PROMPT → Print every one of the records below word for word, leaving each line unchanged.

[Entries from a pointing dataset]

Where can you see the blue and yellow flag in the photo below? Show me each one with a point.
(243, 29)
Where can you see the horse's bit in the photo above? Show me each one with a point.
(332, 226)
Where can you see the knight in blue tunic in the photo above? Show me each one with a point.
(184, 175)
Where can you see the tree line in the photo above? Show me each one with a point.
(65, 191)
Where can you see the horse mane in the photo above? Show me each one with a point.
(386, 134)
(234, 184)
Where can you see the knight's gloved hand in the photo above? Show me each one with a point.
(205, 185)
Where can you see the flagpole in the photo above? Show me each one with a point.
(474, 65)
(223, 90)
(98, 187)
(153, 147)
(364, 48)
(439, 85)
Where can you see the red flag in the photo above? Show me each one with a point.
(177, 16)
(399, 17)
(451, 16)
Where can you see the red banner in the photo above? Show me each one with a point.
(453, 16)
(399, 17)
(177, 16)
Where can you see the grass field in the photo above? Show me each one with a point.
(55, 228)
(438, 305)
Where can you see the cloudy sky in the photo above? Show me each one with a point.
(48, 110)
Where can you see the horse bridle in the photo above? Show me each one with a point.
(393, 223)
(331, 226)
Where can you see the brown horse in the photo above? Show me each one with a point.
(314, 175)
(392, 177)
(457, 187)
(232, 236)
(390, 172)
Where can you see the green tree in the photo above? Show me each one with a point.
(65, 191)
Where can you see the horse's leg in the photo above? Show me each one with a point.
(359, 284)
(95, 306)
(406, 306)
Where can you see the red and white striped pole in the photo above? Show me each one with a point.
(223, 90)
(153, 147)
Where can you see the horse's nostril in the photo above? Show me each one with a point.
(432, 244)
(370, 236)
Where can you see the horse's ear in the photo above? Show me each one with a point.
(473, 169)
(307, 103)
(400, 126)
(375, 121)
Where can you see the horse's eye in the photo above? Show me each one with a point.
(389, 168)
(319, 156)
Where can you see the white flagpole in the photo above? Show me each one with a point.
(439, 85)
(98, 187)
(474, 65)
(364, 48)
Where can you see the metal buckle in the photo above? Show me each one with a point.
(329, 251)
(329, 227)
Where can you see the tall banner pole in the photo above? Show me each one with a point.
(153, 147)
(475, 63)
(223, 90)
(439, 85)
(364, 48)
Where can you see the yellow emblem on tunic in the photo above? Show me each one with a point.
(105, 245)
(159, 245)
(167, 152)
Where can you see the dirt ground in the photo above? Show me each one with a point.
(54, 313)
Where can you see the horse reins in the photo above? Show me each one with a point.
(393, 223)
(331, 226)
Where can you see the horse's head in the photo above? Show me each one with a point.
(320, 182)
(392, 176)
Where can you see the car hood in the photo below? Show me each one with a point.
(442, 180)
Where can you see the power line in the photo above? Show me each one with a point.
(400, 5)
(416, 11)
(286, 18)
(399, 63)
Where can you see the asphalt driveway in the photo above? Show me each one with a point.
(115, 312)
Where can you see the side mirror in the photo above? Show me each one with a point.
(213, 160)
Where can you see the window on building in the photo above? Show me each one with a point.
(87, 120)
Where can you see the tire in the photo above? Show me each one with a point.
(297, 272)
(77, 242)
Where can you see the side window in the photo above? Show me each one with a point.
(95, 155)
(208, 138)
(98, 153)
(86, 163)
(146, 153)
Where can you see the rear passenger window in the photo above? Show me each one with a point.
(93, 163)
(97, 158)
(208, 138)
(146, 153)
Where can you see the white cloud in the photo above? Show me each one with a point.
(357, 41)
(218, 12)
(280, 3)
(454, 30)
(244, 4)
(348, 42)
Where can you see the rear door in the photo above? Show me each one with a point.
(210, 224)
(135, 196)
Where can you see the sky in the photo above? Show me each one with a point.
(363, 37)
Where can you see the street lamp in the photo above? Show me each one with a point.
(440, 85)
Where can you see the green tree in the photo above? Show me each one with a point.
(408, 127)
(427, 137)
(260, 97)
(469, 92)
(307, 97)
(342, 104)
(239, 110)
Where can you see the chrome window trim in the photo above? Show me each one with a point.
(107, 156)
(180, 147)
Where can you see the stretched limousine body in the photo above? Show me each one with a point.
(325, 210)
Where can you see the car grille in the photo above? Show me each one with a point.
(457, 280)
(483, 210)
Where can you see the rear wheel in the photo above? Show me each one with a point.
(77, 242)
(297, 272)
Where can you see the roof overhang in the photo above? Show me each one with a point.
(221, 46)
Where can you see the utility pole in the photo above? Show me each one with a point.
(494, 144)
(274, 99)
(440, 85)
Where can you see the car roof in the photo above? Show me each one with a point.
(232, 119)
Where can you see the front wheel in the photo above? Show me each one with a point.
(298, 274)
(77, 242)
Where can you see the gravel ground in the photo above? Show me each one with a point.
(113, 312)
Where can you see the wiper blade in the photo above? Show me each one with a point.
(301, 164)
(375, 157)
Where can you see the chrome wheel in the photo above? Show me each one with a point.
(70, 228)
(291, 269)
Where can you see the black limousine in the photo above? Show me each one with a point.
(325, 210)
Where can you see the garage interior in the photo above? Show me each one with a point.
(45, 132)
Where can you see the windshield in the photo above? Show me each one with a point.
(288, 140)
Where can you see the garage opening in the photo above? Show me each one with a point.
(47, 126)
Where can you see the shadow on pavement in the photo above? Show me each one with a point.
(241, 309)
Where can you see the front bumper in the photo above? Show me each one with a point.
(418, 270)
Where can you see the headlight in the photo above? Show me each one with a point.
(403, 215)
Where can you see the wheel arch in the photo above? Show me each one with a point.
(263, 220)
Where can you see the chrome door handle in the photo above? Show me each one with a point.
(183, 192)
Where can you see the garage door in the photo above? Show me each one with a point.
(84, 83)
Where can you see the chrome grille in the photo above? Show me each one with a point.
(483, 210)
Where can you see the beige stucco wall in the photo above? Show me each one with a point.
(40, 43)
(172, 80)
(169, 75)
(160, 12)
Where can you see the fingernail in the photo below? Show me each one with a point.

ANSWER TO THIS EXERCISE →
Where can you see the blue and yellow flag in the photo below? Show me each one with a point.
(243, 29)
Where can you see the horse's bit in the photo above? Show me each one with a point.
(332, 226)
Where can you see the knight in blue tunic in the photo above? Show me each one with a point.
(184, 175)
Where can you see the tree line in the photo above? Show me each one with a point.
(65, 191)
Where can you see the horse mane in the photo above? Show me each one with a point.
(386, 134)
(234, 184)
Where can you see the knight's gloved hand in the photo above? Show me each one with a point.
(205, 185)
Where can you see the flagpole in the photo above? Show me each one with a point.
(474, 65)
(223, 90)
(98, 187)
(153, 147)
(364, 48)
(439, 85)
Where can you see the red flag in the photo above? Show me each one with a point.
(177, 16)
(399, 17)
(451, 16)
Where can you see the red banner in the photo above? Show me each one with a point.
(453, 16)
(399, 17)
(177, 16)
Where can you see the grass field in the photo above? Show me each one with a point.
(55, 228)
(438, 305)
Where can you see the cloudy sky in the photo above? Show me each one with a point.
(48, 110)
Where can you see the horse bridle in the photo above? Show me each one with a point.
(393, 223)
(331, 226)
Where can you see the brown horse in the photo above? Show me each one with a point.
(314, 175)
(392, 177)
(457, 187)
(232, 236)
(390, 172)
Where can you see the green tree in the photo above? Show me each one with a point.
(65, 191)
Where can you see the horse's leg in the photo above? Show me each one with a point.
(359, 284)
(95, 306)
(406, 306)
Where can you see the red and white striped pole in the photo above? Show me each one with a point.
(223, 90)
(153, 147)
Where can you see the horse's nostril in the photo above? Show me each one with a point.
(432, 244)
(370, 236)
Where can you see the horse's ear in the photo above? Show me each one with a point.
(473, 169)
(307, 103)
(400, 126)
(375, 121)
Where can you see the horse's eye in the photo above? Show me each one with a point.
(389, 168)
(319, 156)
Where can you see the white flagpole in the photo above? Show me each one with a point.
(439, 85)
(98, 187)
(474, 65)
(364, 48)
Where can you see the metal buckle in the photo above? Show me each one with a point.
(329, 251)
(329, 227)
Where can you see the tall banner pole in the photo above? Show me each one with a point.
(153, 147)
(475, 63)
(223, 90)
(439, 85)
(364, 48)
Where can you see the yellow emblem on tunic in the photo above? Show me each one with a point.
(105, 245)
(159, 245)
(167, 152)
Where can you see the dirt ground in the photo above? Show me each one with a point.
(54, 313)
Where can you see the horse reins in the photo above? Show me each one with a point.
(393, 223)
(331, 226)
Where can you see the horse's head in the photo above? Show me each one with a point.
(320, 182)
(392, 176)
Where can you see the car hood in the photo below? Show me each one with a point.
(442, 180)
Where can you see the power line in the photo above? Show me each one with a point.
(400, 5)
(416, 11)
(286, 18)
(399, 63)
Where can you see the asphalt driveway in the photo above? Show me each one with a point.
(115, 312)
Where can you see the side mirror in the photo above? Show me each one with a point.
(213, 160)
Where can you see the window on building in the photo above? Show me each one with a point.
(87, 120)
Where can you see the tire in the photo above? Show me each one with a point.
(297, 272)
(77, 242)
Where can you see the side window in the photo above? Show me each one with a point.
(95, 155)
(208, 138)
(98, 153)
(86, 163)
(146, 153)
Where can you see the rear passenger window in the photo above? Show me each one with a point.
(93, 163)
(97, 158)
(208, 138)
(146, 153)
Where can you see the white cloud in the photo above? Show me each one with a point.
(357, 41)
(218, 12)
(280, 3)
(454, 30)
(244, 4)
(348, 42)
Where can you see the rear door in the photo above? Show me each one with a point.
(210, 224)
(135, 196)
Where can you see the sky in the photo above? Show me each one with a point.
(363, 37)
Where can you see the street lamp in the photo above? Show me each one with a point.
(440, 85)
Where can you see the green tree in the photo above? Show me each one with a point.
(408, 127)
(427, 137)
(260, 97)
(469, 92)
(307, 97)
(342, 104)
(239, 110)
Where can you see the chrome window trim in the photo above? Show me each one with a point.
(107, 156)
(180, 147)
Where can you see the stretched limousine body in the photo above? Show me each one with a point.
(325, 210)
Where can you see the car grille in the photo above? Show me each one with a point.
(457, 280)
(483, 210)
Where can you see the rear wheel in the photo above? Show me each one with a point.
(77, 242)
(297, 272)
Where can you see the roof overhang in the photo above? Show me each one with a point.
(221, 46)
Where can you see the utility pole in the photo above? Show me each one with a point.
(494, 144)
(274, 99)
(440, 85)
Where can you see the car roof in the photo above? Show me each one with a point.
(232, 119)
Where can you see the front wheel in the photo above? Show me each one with a point.
(298, 274)
(77, 242)
Where can you see the gravel ground in the photo above? Show me each one with a point.
(113, 312)
Where can you see the wiper blade in the photo above? Show me each one with a point.
(301, 164)
(375, 157)
Where can you see the chrome wheel in the photo above? Show me each one with a point.
(70, 228)
(291, 269)
Where can you see the black limousine in the photo above? Show me each one with a point.
(325, 210)
Where can you see the garage interior in the photo above? Show me each one with a point.
(45, 132)
Where can you see the windshield in the photo above? Show me each one with a point.
(288, 140)
Where can you see the garage opening in the photo above? Show me each one with a point.
(47, 126)
Where can you see the shadow on pavement in the photo above? Show me each one with a point.
(241, 309)
Where can you see the front bumper in the photo above? Show me each one with a point.
(418, 270)
Where can you see the headlight in the photo above? Show me each one with a point.
(403, 215)
Where can you see the wheel arch in the photo above? Show me each one with a point.
(263, 220)
Where can you see the chrome door handle in the photo above? Show me each one with a point.
(183, 192)
Where can you see the garage door in the photo above? Show me each one with a point.
(84, 83)
Where can you see the chrome grille in the photo above? Show me each one with a point.
(483, 210)
Where can you see the beige stucco wall in the photo above? Show me each one with a point.
(40, 43)
(172, 80)
(169, 75)
(160, 12)
Where can you see the fingernail in the photo below? Show me each one with a point.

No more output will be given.